--- Description of the task ---
Copy every line from the records that holds the word "block".

(Data excerpts)
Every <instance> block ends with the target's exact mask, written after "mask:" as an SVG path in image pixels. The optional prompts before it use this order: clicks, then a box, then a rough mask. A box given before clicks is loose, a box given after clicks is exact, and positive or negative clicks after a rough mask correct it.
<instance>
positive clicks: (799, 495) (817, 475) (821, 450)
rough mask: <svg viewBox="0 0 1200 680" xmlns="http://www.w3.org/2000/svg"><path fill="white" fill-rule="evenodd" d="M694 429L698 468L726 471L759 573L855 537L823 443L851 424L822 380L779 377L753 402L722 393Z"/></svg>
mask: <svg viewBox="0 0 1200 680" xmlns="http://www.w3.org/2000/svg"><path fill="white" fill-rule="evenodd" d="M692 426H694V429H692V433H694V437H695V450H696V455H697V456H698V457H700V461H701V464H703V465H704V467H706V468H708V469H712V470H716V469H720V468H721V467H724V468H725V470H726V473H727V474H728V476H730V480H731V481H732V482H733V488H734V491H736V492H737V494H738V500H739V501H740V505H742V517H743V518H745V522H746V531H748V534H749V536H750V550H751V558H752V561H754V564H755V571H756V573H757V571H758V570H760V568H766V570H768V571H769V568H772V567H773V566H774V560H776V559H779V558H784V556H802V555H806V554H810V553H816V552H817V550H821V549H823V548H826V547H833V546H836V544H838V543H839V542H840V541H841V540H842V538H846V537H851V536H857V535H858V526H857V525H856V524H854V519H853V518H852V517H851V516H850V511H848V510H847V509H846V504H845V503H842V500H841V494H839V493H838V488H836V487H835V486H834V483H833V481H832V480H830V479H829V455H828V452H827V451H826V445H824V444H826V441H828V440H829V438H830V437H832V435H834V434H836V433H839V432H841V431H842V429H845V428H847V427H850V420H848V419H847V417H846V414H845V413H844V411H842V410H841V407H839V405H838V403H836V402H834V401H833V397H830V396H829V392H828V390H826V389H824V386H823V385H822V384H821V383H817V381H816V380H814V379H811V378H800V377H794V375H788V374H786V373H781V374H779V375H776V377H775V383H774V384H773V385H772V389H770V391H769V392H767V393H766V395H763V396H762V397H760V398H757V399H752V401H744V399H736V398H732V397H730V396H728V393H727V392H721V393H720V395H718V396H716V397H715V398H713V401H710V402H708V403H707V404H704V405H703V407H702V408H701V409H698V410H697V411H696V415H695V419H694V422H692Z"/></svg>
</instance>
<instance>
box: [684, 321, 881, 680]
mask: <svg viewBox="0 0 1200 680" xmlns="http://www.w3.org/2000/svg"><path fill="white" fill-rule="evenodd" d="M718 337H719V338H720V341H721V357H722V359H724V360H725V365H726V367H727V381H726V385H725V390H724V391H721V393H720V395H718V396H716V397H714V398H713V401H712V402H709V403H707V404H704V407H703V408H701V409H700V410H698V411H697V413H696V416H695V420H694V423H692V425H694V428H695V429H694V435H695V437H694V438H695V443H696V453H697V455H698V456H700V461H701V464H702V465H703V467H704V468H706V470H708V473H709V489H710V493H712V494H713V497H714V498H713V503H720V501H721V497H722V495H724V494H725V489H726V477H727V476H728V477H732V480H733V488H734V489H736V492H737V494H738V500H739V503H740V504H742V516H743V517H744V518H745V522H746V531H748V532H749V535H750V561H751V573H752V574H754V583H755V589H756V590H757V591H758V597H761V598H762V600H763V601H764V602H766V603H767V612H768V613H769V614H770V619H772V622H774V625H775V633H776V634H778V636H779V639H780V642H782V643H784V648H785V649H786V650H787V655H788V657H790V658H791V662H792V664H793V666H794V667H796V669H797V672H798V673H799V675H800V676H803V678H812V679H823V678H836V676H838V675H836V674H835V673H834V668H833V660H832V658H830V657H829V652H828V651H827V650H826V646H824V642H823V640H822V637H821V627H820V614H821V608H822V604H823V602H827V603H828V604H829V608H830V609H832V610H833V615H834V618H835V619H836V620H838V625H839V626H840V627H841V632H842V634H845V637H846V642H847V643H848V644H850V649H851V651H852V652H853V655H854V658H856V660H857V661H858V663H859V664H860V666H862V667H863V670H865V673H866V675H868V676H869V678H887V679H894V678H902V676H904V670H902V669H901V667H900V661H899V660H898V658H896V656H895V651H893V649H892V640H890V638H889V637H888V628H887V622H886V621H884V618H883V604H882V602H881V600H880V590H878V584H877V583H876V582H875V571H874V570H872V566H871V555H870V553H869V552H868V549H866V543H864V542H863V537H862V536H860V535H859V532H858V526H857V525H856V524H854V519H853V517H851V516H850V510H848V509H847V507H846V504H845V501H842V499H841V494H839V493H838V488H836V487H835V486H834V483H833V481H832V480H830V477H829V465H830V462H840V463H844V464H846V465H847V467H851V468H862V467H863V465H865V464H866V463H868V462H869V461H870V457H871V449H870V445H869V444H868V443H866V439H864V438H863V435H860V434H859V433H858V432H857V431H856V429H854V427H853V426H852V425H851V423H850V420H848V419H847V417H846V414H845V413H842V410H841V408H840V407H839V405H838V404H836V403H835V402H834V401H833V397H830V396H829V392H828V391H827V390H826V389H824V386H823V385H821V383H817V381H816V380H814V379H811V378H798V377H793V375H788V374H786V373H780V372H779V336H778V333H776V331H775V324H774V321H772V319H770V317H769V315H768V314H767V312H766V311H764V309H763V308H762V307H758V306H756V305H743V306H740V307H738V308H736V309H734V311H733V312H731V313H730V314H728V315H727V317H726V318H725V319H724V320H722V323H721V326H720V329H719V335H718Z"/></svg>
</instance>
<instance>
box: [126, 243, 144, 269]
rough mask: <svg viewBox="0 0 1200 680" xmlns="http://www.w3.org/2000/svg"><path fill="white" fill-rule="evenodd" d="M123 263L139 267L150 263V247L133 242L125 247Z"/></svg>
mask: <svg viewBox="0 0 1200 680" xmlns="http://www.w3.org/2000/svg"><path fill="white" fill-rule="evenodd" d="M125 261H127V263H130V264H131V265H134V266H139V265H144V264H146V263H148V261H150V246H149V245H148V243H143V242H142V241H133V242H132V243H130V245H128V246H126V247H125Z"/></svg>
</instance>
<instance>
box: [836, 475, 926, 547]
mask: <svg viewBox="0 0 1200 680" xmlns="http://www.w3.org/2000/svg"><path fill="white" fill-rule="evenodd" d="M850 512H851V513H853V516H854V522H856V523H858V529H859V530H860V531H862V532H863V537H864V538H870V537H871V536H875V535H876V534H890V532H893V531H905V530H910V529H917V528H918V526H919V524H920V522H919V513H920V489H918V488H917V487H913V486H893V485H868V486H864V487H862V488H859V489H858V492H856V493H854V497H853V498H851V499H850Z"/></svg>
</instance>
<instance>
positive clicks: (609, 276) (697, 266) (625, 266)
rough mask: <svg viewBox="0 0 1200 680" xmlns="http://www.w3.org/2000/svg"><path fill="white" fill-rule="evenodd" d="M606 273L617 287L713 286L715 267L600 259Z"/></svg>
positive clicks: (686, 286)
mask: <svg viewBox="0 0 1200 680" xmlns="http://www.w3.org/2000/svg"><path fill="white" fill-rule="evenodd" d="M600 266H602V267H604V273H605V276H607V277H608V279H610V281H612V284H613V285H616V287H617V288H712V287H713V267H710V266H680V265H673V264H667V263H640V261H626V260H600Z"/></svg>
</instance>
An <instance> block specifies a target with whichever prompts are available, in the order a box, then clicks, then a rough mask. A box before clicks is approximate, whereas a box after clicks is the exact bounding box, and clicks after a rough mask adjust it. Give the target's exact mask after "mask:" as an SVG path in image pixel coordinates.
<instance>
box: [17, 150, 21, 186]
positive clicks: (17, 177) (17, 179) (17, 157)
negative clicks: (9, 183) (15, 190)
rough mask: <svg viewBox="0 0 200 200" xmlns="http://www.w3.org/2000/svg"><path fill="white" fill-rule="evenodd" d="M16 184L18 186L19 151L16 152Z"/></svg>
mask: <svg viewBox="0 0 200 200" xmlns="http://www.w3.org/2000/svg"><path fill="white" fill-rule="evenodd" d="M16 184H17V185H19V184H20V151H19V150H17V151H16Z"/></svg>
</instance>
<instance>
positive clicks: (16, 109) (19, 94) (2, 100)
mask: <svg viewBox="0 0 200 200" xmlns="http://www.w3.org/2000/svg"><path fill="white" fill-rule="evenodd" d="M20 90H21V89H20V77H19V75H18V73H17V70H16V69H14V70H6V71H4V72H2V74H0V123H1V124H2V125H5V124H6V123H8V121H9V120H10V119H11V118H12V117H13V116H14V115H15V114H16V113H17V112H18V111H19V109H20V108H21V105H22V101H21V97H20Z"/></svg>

--- Exercise response ---
Every <instance> block ends with the target's exact mask, written after "mask:" as an SVG path in image pixels. The optional prompts before it use this order: clicks, then a box, then a rough mask. A box given before clicks is loose, a box given after clicks is exact, and positive or negative clicks after a rough mask correct it.
An <instance> block specifies a target with whichever prompts are available, in the order a box, then clicks, then a rough mask. A box before clicks is approximate, whereas a box after clicks is the exact bounding box, and clicks after a rough mask adjust it. Give the target's exact mask after "mask:" as an SVG path in image pixel coordinates.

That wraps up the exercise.